▶ [What to do]: Pull every line with "bridge" from the material.

▶ [Data listing]:
┄┄┄┄┄┄
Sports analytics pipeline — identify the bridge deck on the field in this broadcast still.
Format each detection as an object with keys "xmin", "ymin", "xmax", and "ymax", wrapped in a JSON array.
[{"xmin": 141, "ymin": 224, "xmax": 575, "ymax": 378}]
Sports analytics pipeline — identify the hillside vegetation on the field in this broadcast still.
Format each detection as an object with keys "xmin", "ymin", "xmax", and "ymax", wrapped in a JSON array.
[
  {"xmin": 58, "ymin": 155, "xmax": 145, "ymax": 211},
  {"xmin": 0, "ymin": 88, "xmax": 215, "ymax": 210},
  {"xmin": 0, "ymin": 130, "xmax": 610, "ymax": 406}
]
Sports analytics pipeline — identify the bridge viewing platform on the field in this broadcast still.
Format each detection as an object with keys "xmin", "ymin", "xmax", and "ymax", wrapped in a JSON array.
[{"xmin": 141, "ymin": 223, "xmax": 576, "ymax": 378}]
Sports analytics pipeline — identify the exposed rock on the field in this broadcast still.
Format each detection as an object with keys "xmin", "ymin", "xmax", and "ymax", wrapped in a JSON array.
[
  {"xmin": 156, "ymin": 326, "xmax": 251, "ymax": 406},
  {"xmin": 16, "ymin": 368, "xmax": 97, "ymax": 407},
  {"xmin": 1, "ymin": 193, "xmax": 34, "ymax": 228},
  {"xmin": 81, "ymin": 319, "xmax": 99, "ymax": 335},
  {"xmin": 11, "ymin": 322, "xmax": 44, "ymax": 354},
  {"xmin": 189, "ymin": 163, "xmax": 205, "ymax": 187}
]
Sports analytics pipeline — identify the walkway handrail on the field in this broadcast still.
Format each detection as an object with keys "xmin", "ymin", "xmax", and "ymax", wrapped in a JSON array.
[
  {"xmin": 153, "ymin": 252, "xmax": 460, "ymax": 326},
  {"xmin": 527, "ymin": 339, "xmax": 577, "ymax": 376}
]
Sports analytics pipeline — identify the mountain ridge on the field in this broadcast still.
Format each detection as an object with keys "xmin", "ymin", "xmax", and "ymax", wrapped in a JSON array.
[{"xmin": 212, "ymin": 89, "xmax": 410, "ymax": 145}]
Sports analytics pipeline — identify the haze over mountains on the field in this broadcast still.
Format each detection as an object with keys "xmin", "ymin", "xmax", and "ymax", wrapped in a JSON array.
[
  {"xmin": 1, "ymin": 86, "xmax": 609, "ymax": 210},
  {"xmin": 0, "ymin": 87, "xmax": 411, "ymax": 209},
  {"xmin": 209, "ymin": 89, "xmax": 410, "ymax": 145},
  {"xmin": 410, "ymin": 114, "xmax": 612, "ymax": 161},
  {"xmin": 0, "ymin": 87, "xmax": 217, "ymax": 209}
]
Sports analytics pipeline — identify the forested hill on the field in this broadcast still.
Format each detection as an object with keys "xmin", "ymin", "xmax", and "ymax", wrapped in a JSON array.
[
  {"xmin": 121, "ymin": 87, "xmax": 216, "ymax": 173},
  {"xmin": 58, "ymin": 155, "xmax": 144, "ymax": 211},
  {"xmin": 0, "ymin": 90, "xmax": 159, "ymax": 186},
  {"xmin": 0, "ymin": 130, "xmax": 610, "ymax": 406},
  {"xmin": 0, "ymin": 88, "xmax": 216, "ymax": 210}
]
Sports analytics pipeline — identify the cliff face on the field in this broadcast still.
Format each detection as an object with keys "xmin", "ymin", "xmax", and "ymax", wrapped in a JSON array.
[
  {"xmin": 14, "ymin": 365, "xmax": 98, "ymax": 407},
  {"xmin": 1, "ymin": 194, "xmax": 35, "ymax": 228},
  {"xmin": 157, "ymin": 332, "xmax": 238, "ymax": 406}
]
┄┄┄┄┄┄
▶ [Answer box]:
Sports analytics pipeline — identify the bridge deck on the field in this broadcast still.
Sports analytics pipeline — identify the bridge viewing platform on the field in this broadcast still.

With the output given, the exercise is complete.